● JOB
Scale the entries below from the line containing "the woman's shoulder" up to and including the final line, and write every one of those lines out again with the requests included. Multiply each pixel coordinate in the answers by 2 and round it to a whole number, with halves rounded up.

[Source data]
========

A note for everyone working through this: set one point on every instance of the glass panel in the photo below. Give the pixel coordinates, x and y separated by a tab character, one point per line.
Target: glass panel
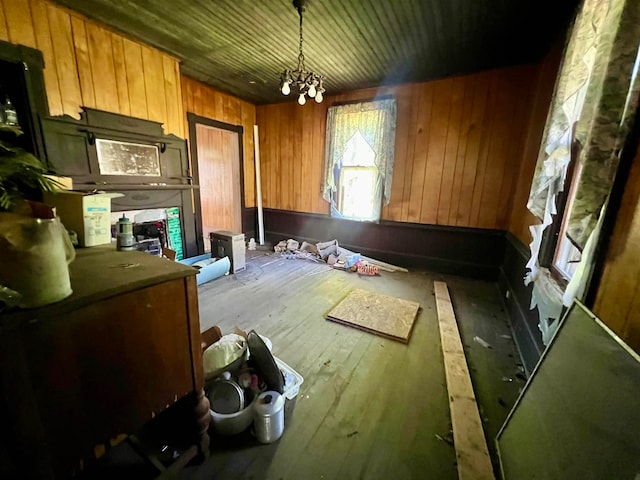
358	152
567	256
123	158
357	193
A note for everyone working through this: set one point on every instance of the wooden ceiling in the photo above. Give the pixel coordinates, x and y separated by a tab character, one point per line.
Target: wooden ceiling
241	46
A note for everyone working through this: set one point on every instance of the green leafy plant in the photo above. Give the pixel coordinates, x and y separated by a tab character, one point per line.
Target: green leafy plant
22	175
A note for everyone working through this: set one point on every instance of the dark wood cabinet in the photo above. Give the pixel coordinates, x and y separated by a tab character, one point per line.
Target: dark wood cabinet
120	350
72	151
22	81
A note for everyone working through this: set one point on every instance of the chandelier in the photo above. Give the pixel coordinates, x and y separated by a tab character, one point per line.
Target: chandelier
304	82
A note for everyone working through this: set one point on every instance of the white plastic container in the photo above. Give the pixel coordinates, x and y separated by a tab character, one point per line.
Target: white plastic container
233	423
292	379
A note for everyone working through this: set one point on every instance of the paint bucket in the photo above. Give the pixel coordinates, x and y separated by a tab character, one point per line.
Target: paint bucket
268	417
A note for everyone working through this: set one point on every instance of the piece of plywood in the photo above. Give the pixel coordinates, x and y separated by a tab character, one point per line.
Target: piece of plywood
379	314
472	454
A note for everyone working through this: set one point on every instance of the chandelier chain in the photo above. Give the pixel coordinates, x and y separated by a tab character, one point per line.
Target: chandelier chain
300	55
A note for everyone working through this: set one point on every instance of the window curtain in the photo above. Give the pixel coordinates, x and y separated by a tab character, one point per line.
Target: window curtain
376	123
596	89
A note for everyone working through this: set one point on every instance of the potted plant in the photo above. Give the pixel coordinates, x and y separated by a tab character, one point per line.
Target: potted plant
34	246
22	175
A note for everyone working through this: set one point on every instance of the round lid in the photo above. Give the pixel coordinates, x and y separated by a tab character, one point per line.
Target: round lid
265	363
268	404
226	397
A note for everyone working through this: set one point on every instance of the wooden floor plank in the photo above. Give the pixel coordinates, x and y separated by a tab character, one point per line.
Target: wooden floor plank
369	407
472	453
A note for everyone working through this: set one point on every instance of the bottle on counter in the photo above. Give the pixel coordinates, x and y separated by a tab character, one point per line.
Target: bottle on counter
9	114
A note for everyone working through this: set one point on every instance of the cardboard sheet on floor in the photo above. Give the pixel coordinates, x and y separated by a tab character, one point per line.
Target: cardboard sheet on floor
379	314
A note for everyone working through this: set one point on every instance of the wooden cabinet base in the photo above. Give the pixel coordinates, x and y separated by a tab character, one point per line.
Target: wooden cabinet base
102	363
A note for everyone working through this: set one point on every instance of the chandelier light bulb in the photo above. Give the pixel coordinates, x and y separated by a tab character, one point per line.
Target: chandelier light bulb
301	80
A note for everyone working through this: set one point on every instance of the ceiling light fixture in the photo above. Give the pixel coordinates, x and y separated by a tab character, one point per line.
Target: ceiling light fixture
306	83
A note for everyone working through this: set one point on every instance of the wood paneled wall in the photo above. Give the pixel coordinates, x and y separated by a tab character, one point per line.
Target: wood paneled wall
88	65
618	298
208	102
459	145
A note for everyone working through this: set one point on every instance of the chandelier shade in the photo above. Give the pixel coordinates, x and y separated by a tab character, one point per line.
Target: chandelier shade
301	81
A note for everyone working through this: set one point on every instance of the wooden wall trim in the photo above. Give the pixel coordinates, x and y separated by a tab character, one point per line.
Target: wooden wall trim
463	251
517	298
87	64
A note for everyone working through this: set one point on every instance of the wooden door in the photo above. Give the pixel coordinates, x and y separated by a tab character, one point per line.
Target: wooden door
218	163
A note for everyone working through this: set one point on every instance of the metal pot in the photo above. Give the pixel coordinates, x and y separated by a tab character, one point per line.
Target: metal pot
268	417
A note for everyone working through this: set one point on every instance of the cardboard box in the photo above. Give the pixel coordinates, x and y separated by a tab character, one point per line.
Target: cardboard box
87	214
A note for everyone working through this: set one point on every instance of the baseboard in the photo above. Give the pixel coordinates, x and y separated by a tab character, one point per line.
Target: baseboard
469	252
517	299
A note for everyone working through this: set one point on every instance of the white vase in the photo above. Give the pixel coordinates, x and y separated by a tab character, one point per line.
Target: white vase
34	258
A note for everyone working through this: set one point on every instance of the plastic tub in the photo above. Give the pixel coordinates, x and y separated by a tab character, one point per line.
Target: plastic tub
292	379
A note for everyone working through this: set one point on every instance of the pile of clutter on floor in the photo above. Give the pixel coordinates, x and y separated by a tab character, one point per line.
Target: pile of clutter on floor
246	385
335	256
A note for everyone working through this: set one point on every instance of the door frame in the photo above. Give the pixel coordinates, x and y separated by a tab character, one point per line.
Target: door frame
193	121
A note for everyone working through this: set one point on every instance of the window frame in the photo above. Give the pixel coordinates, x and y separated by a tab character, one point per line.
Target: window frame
552	236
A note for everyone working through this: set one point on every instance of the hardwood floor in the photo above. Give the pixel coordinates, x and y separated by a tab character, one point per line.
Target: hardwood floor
369	407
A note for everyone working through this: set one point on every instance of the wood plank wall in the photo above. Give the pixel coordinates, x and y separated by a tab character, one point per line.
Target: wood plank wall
208	102
459	145
89	65
618	298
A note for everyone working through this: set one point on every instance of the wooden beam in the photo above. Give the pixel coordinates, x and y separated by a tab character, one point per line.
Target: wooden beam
468	436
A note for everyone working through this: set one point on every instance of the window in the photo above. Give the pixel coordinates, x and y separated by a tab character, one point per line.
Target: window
359	159
558	253
566	255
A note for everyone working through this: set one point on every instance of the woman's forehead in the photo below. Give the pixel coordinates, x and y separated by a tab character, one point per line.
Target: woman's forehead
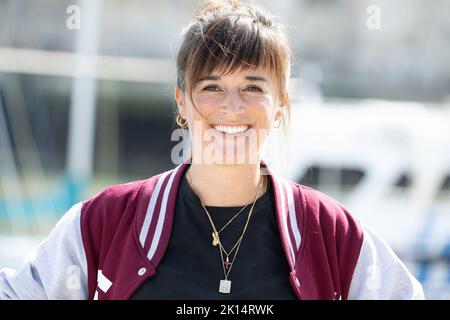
253	73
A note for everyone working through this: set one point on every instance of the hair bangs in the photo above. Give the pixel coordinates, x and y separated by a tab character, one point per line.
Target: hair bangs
230	44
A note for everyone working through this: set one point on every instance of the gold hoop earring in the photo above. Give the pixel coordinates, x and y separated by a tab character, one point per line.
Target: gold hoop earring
181	122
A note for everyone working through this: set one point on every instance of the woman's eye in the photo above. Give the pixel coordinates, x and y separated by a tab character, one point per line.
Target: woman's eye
254	89
211	88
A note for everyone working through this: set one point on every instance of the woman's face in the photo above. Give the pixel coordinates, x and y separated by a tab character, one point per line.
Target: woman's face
238	109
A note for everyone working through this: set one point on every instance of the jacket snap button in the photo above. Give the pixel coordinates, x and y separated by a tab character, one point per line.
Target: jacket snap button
142	271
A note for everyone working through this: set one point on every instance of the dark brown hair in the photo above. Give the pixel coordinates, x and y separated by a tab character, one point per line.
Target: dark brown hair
227	35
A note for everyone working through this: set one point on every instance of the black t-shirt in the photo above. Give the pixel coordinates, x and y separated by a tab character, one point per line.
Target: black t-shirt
192	269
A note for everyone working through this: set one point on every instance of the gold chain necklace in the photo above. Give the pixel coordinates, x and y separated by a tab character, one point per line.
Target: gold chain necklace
225	284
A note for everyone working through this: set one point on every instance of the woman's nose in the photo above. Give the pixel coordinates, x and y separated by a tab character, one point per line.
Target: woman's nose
233	104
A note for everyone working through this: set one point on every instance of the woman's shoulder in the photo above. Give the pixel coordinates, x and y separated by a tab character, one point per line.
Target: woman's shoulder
325	210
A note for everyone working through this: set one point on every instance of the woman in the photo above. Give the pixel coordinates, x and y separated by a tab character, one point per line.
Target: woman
221	225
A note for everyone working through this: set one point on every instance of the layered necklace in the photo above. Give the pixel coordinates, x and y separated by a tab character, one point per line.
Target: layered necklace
227	256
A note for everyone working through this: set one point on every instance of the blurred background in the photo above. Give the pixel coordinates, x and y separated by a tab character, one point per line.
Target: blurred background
86	101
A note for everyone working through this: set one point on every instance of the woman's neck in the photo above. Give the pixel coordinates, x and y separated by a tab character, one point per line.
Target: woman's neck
226	185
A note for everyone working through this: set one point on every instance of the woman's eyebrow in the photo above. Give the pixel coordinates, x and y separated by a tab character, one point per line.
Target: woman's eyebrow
216	78
256	78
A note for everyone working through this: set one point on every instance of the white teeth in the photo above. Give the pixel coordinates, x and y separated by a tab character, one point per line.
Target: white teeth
231	129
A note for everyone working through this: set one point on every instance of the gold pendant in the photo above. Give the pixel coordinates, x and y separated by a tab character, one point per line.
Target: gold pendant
225	286
215	239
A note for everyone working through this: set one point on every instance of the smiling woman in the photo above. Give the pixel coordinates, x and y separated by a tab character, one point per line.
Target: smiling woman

========

● TASK SOLUTION
A note for everyone working through this: set one point on every instance of the woman's shoulder in the photo above. Give the pixel coordinates, x and y separated by a tab character, one point per line.
Target: woman's shoulder
650	420
A note for everyone working through this: set one point on every instance of the woman in the photo above. Give the pixel coordinates, x and y separated by a tab character, one point per line.
Target: woman
442	450
A note for everyone working through this: set one point on every instance of the layered necklace in the photo above. Give the pixel coordinates, x and y separated by a tab character, one point per line.
Target: layered necklace
454	512
A note for everyone working through this: set one point on every instance of the blurred background in the photo above. Give the pixel coordinates, x and y separated by a tab character, one point per line.
Target: blurred background
172	202
A note for everyone working through this: set one point on every instance of the woman's neck in the photo above. Give the pixel coordinates, x and y separated by a tab character, one point per line.
Target: woman's neck
452	370
A note for everyone working through this: set one point on every instance of the woman's eyebrow in the photo above. Give the pixel coordinates, x and y separated by a tab character, one point per line.
Target: woman's eyebrow
432	156
512	156
A note for everyone working through this: set one point on every instance of the white teeth in the photo above. Give the pixel coordinates, x and y separated by a tab character, one point per line.
Target: white teeth
462	258
A note for everyone working through this: set one point on every instance of the gold pendant in the photo above. Give the pixel coordinates, x and y separated by a tab character, one point per line.
Target: gold pendant
450	572
430	478
A note for everyone working through this: set one point on every instance of the smiling woman in the photo above. Give the pixel coordinates, x and y separated by a tab character, one point per line.
Target: smiling woman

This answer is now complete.